» Consegna 1:
Nell'estratto sul film, in quale città e in quale anno è ambientato il melodramma in costume?
» Consegna 2:
Dalle righe riportate più sotto, estrai ogni riga che contiene la parola "MUST". Maiuscole e minuscole contano.

» Estratto del documento:
====
Lo si può desumere dalla primissima sequenza, nella quale troviamo la protagonista, Gabrielle, una modella ed attrice di spot pubblicitari col sogno di sfondare al cinema, durante l’audizione per quello che pensiamo essere un thriller o un horror. La particolarità sta però nello spazio straniante in cui si trova: una stanza completamente verde dentro cui viene condotta e diretta dal regista o dal casting director che le fornisce, come di rito, tutte le indicazioni della scena. Tra cui quella di immaginarsi(!) un mostro avvicinarsi e reagire di conseguenza, urlando, strabuzzando gli occhi, dimenandosi. Chiusosi (con uno sfaldamento dell’immagine) questo primo segmento, ci si aspetterebbe che prendesse il via l’ennesimo film incentrato sul dietro le quinte - magari ironico e pungente - dell’attuale mondo ed industria del cinema. Quello che invece si apre di fronte ai nostri occhi è un melodramma in costume, ambientato nella Parigi del 1910, dove ritroviamo - con abiti, un piglio, ed una vita totalmente diversi - la nostra Gabrielle insieme ad un vecchio conoscente, di nome Louis, che è forse qualcosa di più.
====
» Le righe:
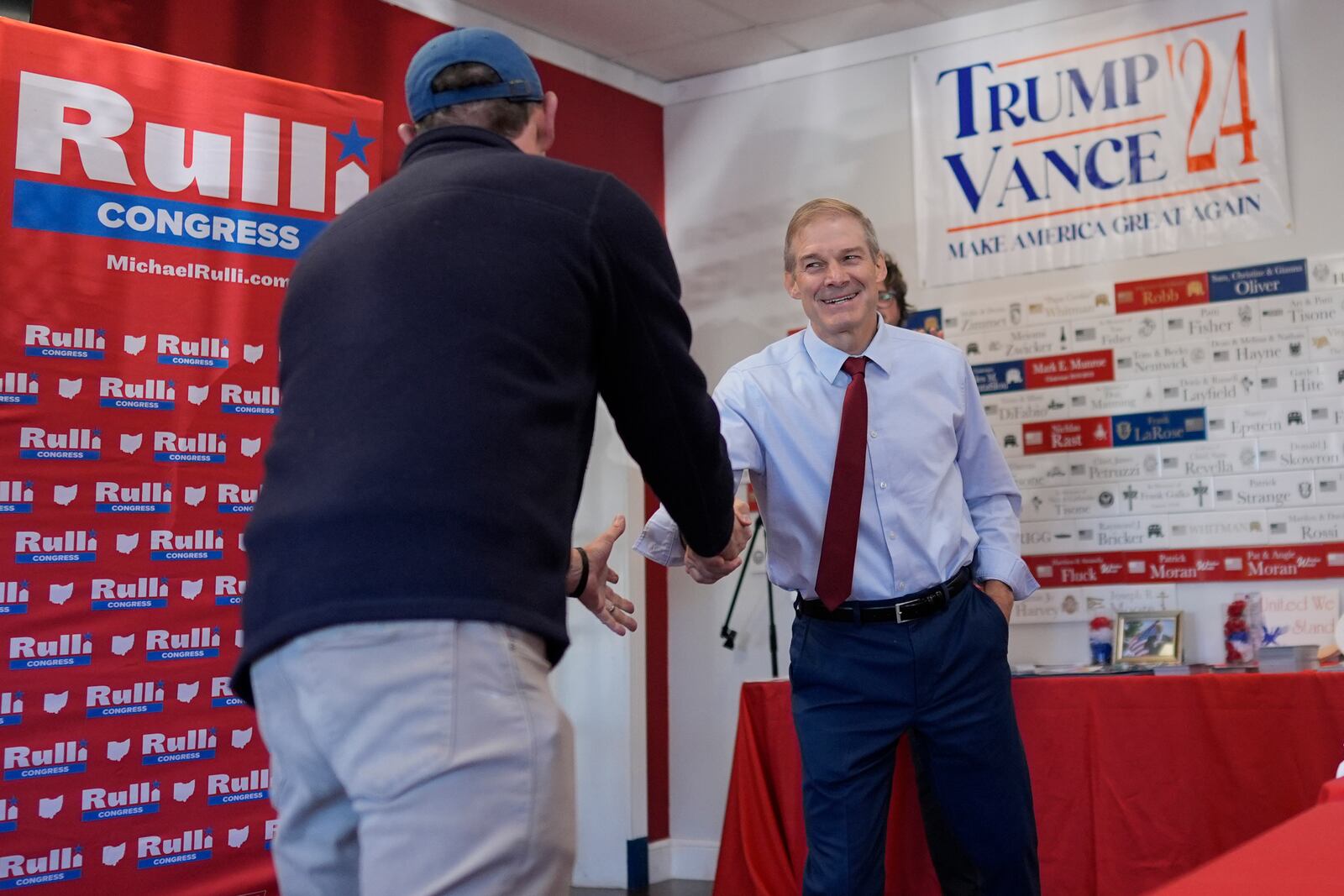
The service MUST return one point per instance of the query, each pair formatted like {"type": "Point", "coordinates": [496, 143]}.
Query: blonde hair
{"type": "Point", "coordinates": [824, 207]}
====
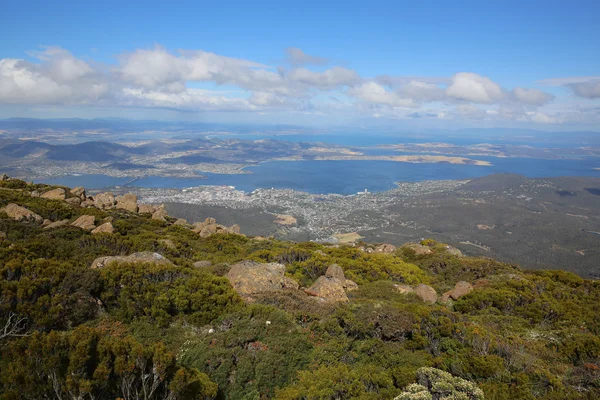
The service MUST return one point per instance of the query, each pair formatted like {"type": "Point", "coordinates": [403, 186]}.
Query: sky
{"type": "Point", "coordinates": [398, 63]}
====
» Soluzione 1:
A Parigi, nel 1910.

» Soluzione 2:
The service MUST return one point per instance of the query, each pair formatted like {"type": "Point", "coordinates": [496, 143]}.
The service MUST return one point per instance of the query, each pair formatted like {"type": "Point", "coordinates": [403, 186]}.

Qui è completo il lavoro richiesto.